## Textauszug
* * *
Glücksspieländerungsstaatsvertrag: Wir benötigen eine rechtssichere Regelung – dies ist beim aktuellen Entwurf nicht gegeben
Rede des Abgeordneten Valentin Lippmann zur 2. Lesung des Gesetzentwurfs der Staatsregierung "Gesetz zum Zweiten Glücksspieländerungsstaatsvertrag" (Drs 6/8887)
60. Sitzung des Sächsischen Landtags, 27. September, TOP 4
– Es gilt das gesprochene Wort –
Sehr geehrte Frau Präsidentin!
Werte Kolleginnen und Kollegen!
Die Regulierung des Glücksspiels gehört wohl zu den komplexeren
Regelungsgefügen, für die die Länder zuständig sind. Wenn man sich als Staat
nämlich nicht entscheiden kann, ob man Menschen vor Glücksspiel bewahren will,
weil die Folgen einer Sucht schwerwiegend sind, wenn man auf der anderen Seite
aber auf keinen Fall auf Einnahmen aus dem Glücksspiel verzichten will, dann trifft
jede rechtliche Regelung immer nur die Mitte, mit anderen Worten: Sie ist in der
Regel weder Fisch noch Fleisch.
Der Glücksspielstaatsvertrag, der seit 2010 im Fokus der Rechtsprechung des
Europäischen Gerichtshofs steht, ist dafür das beste Beispiel. Bis 2012 war
Glücksspiel in Spielhallen und Spielbanken erlaubt, Sportwetten und Onlinespiele
außerhalb staatlicher Anbieter indes verboten. Der EuGH hat bereits 2010
klargestellt, dass es einem Staat durchaus gestattet ist, das Glücksspiel zu
beschränken. Er muss aufgrund des Kohärenzgebots jedoch vergleichbare
Beschränkungen für einzelne Glücksspielbereiche, beispielsweise Lotterien,
Spielhallen und Sportwetten, schaffen. Er kann sich also nicht einen Bereich
heraussuchen und regeln, einen anderen aber ungeregelt lassen. Er muss dabei
auch auf die konkreten Gefahren der Glücksspielsucht in den einzelnen Bereichen
achten.
* * *
## Bereitgestelltes Material
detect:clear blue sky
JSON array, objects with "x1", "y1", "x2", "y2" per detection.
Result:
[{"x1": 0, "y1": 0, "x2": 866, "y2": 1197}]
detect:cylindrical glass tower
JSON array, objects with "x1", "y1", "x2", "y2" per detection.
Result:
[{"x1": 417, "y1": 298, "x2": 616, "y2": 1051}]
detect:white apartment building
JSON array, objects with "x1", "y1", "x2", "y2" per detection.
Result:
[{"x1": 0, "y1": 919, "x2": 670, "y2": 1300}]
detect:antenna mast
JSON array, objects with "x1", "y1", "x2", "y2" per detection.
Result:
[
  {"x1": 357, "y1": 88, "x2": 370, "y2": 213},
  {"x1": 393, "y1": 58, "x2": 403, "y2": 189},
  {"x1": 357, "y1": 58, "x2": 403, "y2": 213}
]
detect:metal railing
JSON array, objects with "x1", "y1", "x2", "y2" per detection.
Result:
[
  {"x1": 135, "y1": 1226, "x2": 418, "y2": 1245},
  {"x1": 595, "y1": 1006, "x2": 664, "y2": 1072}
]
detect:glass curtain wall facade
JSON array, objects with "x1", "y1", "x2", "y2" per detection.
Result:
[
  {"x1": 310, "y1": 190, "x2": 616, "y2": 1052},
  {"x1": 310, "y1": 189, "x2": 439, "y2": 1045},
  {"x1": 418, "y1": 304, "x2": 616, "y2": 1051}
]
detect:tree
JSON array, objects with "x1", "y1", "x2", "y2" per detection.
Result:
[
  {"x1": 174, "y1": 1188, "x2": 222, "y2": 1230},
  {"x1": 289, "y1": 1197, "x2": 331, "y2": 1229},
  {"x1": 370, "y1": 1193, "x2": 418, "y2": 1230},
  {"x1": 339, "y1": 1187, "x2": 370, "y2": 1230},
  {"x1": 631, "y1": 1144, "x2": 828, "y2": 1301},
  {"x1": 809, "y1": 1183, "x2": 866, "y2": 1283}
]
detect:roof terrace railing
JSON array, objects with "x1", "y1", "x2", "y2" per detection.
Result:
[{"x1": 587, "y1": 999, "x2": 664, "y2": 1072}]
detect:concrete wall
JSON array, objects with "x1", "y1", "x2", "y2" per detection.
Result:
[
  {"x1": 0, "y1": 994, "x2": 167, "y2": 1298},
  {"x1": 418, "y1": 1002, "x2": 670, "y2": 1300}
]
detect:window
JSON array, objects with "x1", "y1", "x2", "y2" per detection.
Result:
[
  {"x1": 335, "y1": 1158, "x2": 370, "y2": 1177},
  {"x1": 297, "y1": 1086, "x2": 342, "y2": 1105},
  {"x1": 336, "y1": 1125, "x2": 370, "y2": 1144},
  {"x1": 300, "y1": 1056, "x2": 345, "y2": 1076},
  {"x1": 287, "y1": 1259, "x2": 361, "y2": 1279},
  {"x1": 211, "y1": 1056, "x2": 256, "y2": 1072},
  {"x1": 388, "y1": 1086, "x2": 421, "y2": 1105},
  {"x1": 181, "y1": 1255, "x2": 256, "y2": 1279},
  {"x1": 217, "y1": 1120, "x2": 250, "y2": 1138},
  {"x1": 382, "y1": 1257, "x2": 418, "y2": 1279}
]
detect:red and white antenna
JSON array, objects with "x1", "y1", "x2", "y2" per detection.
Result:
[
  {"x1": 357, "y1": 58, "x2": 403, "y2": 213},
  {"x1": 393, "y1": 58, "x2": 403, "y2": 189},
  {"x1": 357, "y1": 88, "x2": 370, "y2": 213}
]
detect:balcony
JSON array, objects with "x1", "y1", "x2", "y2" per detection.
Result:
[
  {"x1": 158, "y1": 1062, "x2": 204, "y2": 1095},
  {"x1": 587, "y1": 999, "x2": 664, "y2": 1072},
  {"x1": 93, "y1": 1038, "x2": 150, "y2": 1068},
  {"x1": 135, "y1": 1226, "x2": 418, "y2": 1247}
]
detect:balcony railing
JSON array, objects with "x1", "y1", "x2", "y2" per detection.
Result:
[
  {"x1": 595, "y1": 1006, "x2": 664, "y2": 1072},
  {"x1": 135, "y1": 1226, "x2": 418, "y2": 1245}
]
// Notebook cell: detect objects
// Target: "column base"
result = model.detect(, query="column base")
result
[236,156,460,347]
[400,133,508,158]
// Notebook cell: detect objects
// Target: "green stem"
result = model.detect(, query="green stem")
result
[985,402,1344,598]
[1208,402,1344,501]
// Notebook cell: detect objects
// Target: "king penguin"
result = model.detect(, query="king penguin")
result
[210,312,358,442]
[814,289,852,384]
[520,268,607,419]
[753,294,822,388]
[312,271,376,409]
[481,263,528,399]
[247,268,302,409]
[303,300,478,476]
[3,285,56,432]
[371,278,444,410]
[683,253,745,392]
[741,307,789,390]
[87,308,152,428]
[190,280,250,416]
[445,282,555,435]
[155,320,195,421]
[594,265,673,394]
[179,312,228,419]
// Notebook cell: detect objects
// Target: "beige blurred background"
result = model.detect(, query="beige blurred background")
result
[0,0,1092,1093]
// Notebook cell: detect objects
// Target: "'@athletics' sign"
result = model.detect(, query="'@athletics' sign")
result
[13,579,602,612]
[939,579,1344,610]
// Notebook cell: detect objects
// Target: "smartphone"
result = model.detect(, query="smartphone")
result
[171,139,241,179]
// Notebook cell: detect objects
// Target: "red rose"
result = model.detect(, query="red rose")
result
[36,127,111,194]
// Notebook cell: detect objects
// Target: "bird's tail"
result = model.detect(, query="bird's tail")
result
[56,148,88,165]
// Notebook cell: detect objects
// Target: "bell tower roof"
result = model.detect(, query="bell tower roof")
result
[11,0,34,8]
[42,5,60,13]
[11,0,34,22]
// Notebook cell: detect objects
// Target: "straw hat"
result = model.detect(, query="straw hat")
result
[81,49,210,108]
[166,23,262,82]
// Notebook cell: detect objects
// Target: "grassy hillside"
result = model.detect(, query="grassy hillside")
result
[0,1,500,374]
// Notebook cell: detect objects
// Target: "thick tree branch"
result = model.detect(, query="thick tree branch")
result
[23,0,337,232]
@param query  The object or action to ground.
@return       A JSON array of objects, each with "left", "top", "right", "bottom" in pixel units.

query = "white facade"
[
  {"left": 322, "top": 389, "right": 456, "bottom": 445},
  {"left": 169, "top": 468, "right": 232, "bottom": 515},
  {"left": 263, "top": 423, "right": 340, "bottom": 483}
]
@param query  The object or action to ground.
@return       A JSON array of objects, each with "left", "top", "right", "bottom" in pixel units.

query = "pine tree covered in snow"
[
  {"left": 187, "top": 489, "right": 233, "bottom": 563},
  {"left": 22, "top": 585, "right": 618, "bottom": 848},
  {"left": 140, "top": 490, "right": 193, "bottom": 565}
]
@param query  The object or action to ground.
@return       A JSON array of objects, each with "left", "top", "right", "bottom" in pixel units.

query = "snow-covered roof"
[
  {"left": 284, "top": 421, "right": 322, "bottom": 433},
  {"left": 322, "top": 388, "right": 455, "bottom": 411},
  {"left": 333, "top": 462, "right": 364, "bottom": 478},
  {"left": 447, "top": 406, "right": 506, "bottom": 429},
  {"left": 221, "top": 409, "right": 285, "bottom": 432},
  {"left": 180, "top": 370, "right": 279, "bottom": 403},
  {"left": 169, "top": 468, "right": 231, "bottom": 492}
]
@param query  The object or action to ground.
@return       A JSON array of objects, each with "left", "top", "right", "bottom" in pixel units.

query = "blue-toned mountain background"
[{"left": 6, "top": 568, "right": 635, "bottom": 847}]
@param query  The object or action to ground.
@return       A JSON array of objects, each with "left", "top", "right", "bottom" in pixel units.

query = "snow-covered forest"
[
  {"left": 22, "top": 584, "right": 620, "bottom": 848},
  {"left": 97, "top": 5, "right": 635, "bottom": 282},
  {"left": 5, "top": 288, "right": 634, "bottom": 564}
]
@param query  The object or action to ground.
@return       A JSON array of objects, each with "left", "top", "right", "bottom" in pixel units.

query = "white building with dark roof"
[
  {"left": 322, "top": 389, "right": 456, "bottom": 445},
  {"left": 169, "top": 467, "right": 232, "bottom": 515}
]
* * *
## Arbeitsaufträge
[1] Seit welchem Jahr steht der Glücksspielstaatsvertrag laut der Rede zum Glücksspieländerungsstaatsvertrag im Fokus der Rechtsprechung des Europäischen Gerichtshofs?
[2] Setzen Sie die Rede zum Glücksspieländerungsstaatsvertrag nach ihrem letzten Satz fort.

## Lösungen
[1] Seit 2010.

[2]
Die Politik hat auf die Rechtsprechung des EuGH reagiert und 2012 einen
Kompromiss geschlossen, der die Janusköpfigkeit der gesamten Glücksspielpolitik in
Deutschland rechtlich abbildet. Innerhalb einer Experimentierzeit von sieben Jahren
dürfen 20 Sportwettenanbieter Konzessionen erwerben und Sportwetten anbieten;
danach wollte man weitersehen.
Das Vergabeverfahren lief bekanntermaßen an. Es gab Konkurrenz. Der Hessische
Verwaltungsgerichtshof hat im einstweiligen Rechtsschutz, also nach einer
summarischen Prüfung, festgestellt, dass die Konzessionierung, insbesondere die
Entscheidungsbefugnis des sogenannten Glücksspielkollegiums, wohl rechtswidrig
sei.
Aus der Anhörung ging allerdings hervor, dass beispielsweise Herr Dr. Pagenkopf,
ehemaliger Richter am Bundesverwaltungsgericht, durchaus seine Zweifel an der
Einschätzung des Hessischen Verwaltungsgerichtshofs hat; das haben auch andere.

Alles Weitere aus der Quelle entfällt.